### EXERCISE MATERIALS
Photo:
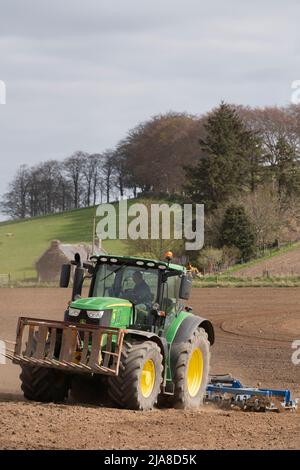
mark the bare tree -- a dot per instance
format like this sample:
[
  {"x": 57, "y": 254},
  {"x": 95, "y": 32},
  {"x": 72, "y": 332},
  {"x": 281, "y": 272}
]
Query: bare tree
[{"x": 74, "y": 167}]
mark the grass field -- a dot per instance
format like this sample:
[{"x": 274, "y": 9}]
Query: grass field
[{"x": 30, "y": 238}]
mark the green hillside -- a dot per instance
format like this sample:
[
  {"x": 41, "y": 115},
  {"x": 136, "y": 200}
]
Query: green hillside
[{"x": 23, "y": 242}]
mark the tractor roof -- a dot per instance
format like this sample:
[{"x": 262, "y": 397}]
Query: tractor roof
[{"x": 140, "y": 262}]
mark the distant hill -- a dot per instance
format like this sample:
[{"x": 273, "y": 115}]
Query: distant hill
[{"x": 23, "y": 242}]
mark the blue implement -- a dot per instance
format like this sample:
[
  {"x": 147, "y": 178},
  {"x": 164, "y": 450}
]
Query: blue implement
[{"x": 226, "y": 389}]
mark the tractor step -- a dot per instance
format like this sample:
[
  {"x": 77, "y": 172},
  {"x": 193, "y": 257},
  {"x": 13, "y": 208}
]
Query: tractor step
[
  {"x": 68, "y": 347},
  {"x": 226, "y": 390}
]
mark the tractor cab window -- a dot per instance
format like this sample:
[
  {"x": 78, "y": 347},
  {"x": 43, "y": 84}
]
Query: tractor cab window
[
  {"x": 139, "y": 285},
  {"x": 105, "y": 280},
  {"x": 170, "y": 300}
]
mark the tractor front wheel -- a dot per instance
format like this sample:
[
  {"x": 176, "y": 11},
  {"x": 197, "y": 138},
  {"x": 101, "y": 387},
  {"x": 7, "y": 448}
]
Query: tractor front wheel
[
  {"x": 191, "y": 371},
  {"x": 140, "y": 376}
]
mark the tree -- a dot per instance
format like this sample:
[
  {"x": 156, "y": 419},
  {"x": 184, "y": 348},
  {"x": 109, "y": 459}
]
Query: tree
[
  {"x": 238, "y": 231},
  {"x": 155, "y": 151},
  {"x": 224, "y": 166},
  {"x": 14, "y": 202},
  {"x": 286, "y": 170},
  {"x": 107, "y": 171},
  {"x": 74, "y": 166}
]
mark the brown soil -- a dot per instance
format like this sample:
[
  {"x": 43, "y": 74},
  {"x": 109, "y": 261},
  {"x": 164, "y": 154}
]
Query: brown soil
[{"x": 254, "y": 331}]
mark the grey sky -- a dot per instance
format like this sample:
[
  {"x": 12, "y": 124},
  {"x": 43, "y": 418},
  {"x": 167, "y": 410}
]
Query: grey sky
[{"x": 80, "y": 73}]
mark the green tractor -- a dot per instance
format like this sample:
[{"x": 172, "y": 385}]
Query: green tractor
[{"x": 133, "y": 331}]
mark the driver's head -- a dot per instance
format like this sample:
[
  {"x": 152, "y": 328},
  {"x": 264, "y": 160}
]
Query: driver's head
[{"x": 137, "y": 277}]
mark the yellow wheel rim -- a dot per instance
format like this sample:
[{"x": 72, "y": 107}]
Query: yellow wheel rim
[
  {"x": 195, "y": 372},
  {"x": 147, "y": 378}
]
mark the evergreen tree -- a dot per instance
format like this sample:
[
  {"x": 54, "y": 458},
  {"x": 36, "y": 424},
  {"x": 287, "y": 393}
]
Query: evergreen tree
[
  {"x": 286, "y": 170},
  {"x": 229, "y": 159},
  {"x": 238, "y": 231}
]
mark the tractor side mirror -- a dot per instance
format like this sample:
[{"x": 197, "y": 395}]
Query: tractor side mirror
[
  {"x": 185, "y": 287},
  {"x": 78, "y": 281},
  {"x": 65, "y": 275}
]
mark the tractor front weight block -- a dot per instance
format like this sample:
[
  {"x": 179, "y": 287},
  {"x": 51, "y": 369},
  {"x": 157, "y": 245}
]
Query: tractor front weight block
[{"x": 62, "y": 345}]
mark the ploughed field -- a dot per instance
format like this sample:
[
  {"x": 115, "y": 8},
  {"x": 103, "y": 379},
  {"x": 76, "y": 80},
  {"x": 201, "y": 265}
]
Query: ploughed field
[{"x": 254, "y": 333}]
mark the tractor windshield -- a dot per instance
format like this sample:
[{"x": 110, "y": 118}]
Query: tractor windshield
[{"x": 137, "y": 284}]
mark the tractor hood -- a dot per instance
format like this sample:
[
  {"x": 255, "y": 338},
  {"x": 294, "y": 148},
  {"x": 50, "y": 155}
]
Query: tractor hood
[{"x": 100, "y": 303}]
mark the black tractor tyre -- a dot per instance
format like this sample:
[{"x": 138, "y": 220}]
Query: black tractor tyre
[
  {"x": 140, "y": 376},
  {"x": 190, "y": 380},
  {"x": 43, "y": 384}
]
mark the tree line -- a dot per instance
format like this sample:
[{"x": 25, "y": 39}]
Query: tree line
[{"x": 212, "y": 158}]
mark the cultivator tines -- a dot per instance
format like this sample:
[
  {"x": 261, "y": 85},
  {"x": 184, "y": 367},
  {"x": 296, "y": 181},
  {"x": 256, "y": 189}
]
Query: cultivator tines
[{"x": 65, "y": 346}]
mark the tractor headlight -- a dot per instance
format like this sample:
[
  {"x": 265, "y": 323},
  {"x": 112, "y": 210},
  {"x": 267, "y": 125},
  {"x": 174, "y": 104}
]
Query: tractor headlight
[
  {"x": 96, "y": 314},
  {"x": 74, "y": 312}
]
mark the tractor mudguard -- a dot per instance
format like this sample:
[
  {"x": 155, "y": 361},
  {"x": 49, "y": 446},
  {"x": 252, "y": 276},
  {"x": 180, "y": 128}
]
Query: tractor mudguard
[
  {"x": 189, "y": 325},
  {"x": 162, "y": 343},
  {"x": 184, "y": 333}
]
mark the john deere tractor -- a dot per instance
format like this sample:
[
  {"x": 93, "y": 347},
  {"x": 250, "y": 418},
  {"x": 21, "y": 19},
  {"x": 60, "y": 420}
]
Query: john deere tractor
[{"x": 133, "y": 331}]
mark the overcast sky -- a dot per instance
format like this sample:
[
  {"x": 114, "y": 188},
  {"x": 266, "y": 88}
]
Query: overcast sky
[{"x": 80, "y": 73}]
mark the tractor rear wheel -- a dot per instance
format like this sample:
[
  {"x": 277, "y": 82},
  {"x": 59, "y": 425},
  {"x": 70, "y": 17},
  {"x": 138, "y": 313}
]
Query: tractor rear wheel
[
  {"x": 43, "y": 384},
  {"x": 140, "y": 376},
  {"x": 191, "y": 371}
]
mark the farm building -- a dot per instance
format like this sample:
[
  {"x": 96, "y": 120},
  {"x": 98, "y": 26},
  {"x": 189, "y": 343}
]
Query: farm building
[{"x": 48, "y": 266}]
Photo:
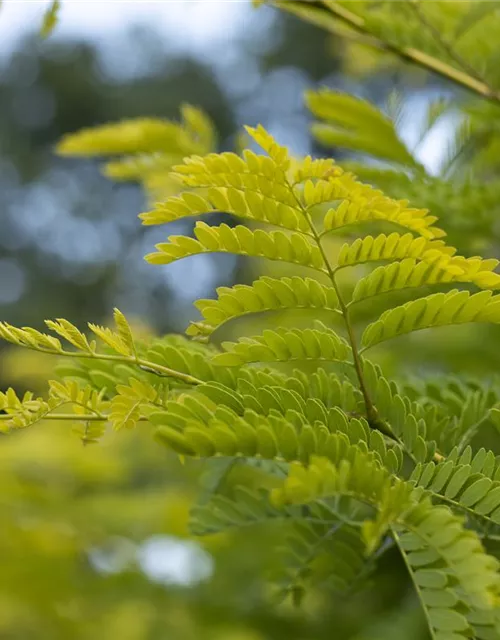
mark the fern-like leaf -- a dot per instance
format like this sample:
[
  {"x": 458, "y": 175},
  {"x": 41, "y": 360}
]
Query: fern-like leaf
[
  {"x": 440, "y": 309},
  {"x": 265, "y": 294},
  {"x": 294, "y": 248},
  {"x": 282, "y": 345}
]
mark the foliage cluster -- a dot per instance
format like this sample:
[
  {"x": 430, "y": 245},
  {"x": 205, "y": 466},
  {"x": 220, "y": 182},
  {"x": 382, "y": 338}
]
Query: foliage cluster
[{"x": 347, "y": 462}]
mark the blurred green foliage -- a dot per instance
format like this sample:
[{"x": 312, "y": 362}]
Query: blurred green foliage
[{"x": 77, "y": 521}]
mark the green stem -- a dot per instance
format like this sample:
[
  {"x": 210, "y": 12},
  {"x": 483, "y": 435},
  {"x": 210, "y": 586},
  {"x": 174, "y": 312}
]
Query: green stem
[
  {"x": 145, "y": 365},
  {"x": 371, "y": 412},
  {"x": 323, "y": 17}
]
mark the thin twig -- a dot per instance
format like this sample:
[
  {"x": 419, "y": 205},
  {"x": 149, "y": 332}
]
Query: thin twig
[
  {"x": 443, "y": 43},
  {"x": 324, "y": 12}
]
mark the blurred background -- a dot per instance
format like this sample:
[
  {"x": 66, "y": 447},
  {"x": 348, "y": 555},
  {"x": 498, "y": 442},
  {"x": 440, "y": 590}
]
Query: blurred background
[{"x": 93, "y": 541}]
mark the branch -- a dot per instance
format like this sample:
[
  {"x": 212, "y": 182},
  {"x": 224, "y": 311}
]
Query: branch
[{"x": 332, "y": 9}]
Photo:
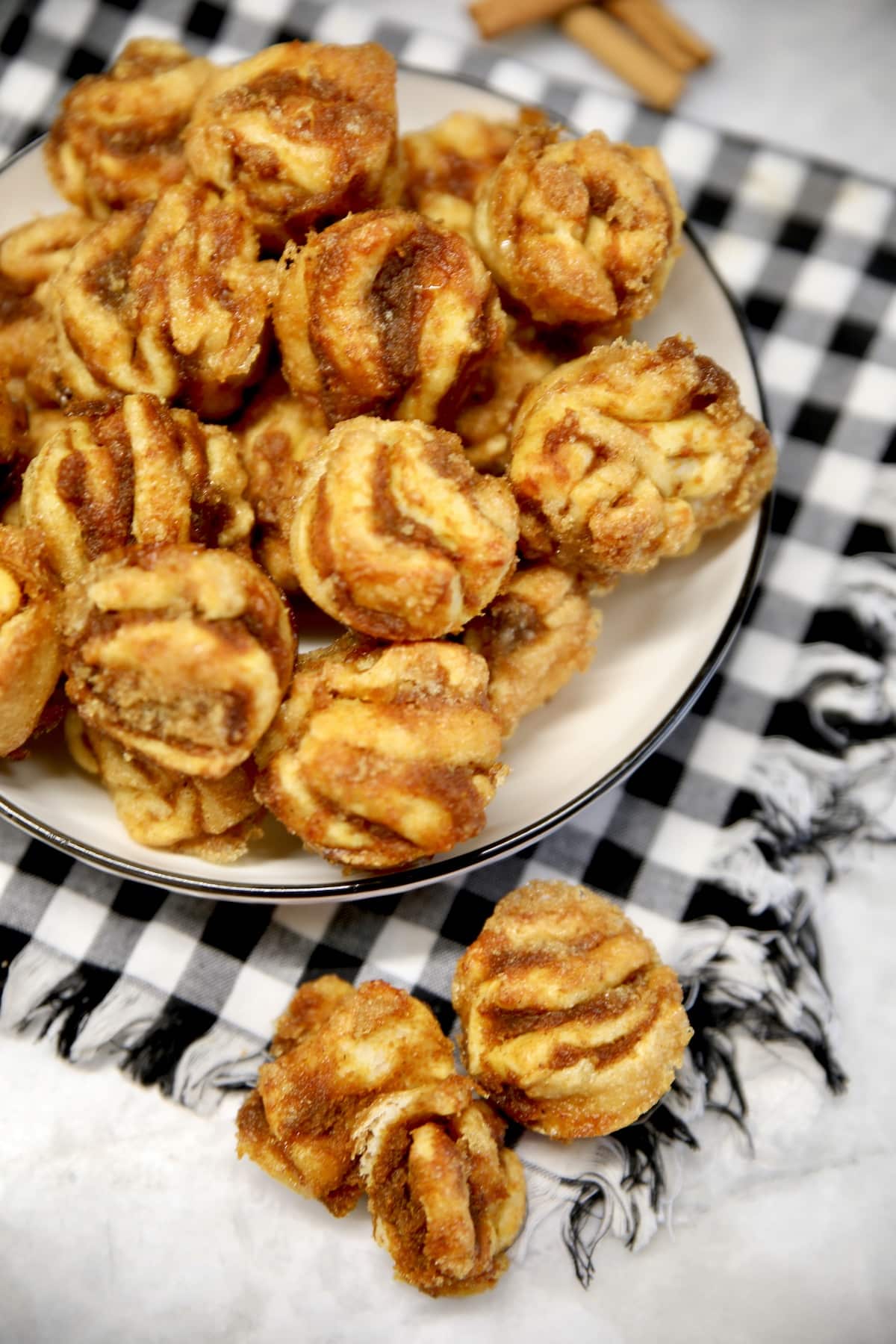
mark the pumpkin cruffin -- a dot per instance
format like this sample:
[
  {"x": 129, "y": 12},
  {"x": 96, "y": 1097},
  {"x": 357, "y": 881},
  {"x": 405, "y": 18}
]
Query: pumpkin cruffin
[
  {"x": 335, "y": 369},
  {"x": 571, "y": 1023},
  {"x": 361, "y": 1098}
]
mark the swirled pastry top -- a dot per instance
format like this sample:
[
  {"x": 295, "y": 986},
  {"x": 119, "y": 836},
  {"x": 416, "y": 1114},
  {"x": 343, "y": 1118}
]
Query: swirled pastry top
[
  {"x": 444, "y": 164},
  {"x": 579, "y": 230},
  {"x": 386, "y": 314},
  {"x": 30, "y": 255},
  {"x": 571, "y": 1023},
  {"x": 141, "y": 473},
  {"x": 30, "y": 650},
  {"x": 485, "y": 420},
  {"x": 396, "y": 535},
  {"x": 630, "y": 455},
  {"x": 337, "y": 1048},
  {"x": 119, "y": 136},
  {"x": 383, "y": 756},
  {"x": 213, "y": 819},
  {"x": 279, "y": 435},
  {"x": 164, "y": 297},
  {"x": 302, "y": 131},
  {"x": 179, "y": 653},
  {"x": 445, "y": 1195},
  {"x": 538, "y": 633}
]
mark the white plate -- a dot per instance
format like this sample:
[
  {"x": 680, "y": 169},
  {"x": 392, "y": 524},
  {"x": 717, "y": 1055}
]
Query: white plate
[{"x": 662, "y": 638}]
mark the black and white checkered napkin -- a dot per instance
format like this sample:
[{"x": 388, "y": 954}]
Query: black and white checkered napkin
[{"x": 724, "y": 838}]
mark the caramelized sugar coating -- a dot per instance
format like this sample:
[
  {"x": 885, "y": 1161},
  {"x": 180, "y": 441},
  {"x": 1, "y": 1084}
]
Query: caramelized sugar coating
[
  {"x": 119, "y": 136},
  {"x": 16, "y": 450},
  {"x": 386, "y": 314},
  {"x": 485, "y": 421},
  {"x": 571, "y": 1023},
  {"x": 213, "y": 819},
  {"x": 579, "y": 230},
  {"x": 383, "y": 756},
  {"x": 141, "y": 473},
  {"x": 339, "y": 1048},
  {"x": 301, "y": 132},
  {"x": 166, "y": 299},
  {"x": 445, "y": 1195},
  {"x": 179, "y": 653},
  {"x": 30, "y": 651},
  {"x": 630, "y": 455},
  {"x": 396, "y": 535},
  {"x": 277, "y": 437},
  {"x": 445, "y": 164},
  {"x": 30, "y": 255},
  {"x": 536, "y": 635}
]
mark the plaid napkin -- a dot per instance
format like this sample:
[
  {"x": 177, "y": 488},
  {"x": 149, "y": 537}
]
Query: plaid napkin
[{"x": 723, "y": 841}]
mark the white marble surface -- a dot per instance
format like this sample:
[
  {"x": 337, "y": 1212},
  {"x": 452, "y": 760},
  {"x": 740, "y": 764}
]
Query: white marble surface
[{"x": 127, "y": 1218}]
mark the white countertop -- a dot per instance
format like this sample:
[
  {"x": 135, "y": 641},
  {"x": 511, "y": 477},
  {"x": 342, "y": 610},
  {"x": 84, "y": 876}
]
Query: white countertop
[{"x": 125, "y": 1218}]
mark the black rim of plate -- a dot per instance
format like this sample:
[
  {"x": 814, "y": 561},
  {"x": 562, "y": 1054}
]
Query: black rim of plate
[{"x": 457, "y": 863}]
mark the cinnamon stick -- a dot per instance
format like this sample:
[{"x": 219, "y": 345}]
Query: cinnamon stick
[
  {"x": 497, "y": 16},
  {"x": 649, "y": 74},
  {"x": 685, "y": 38},
  {"x": 644, "y": 20}
]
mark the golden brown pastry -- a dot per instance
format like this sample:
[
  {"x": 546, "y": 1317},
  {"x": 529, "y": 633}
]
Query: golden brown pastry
[
  {"x": 179, "y": 653},
  {"x": 485, "y": 421},
  {"x": 445, "y": 1195},
  {"x": 140, "y": 473},
  {"x": 30, "y": 651},
  {"x": 339, "y": 1048},
  {"x": 300, "y": 132},
  {"x": 386, "y": 314},
  {"x": 444, "y": 164},
  {"x": 538, "y": 633},
  {"x": 396, "y": 535},
  {"x": 30, "y": 255},
  {"x": 15, "y": 453},
  {"x": 119, "y": 136},
  {"x": 166, "y": 299},
  {"x": 579, "y": 230},
  {"x": 211, "y": 819},
  {"x": 383, "y": 756},
  {"x": 630, "y": 455},
  {"x": 571, "y": 1024},
  {"x": 277, "y": 437}
]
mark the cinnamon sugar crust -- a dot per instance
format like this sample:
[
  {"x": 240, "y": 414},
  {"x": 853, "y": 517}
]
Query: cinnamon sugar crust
[{"x": 571, "y": 1023}]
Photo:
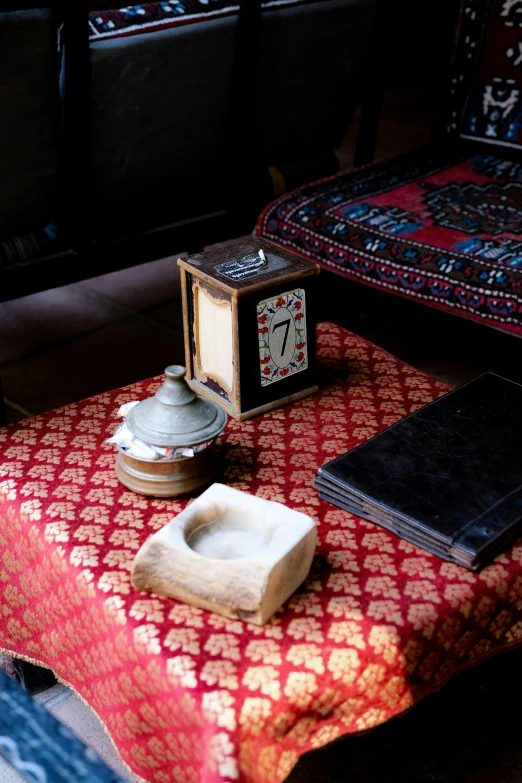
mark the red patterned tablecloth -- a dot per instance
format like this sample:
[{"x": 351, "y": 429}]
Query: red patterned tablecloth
[{"x": 189, "y": 696}]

### EXERCISE GOAL
Only the lines above from the line containing "mark the cinnamon stick -- a dot per instance" through the line containing "mark the golden" should be retyped, exactly and with both ends included.

### YOUR RESPONSE
mark the cinnamon stick -- a dot per instance
format like this sample:
[{"x": 219, "y": 345}]
Query: cinnamon stick
[
  {"x": 497, "y": 16},
  {"x": 649, "y": 74},
  {"x": 685, "y": 38},
  {"x": 644, "y": 20}
]
mark the golden brown pastry -- a dot per instance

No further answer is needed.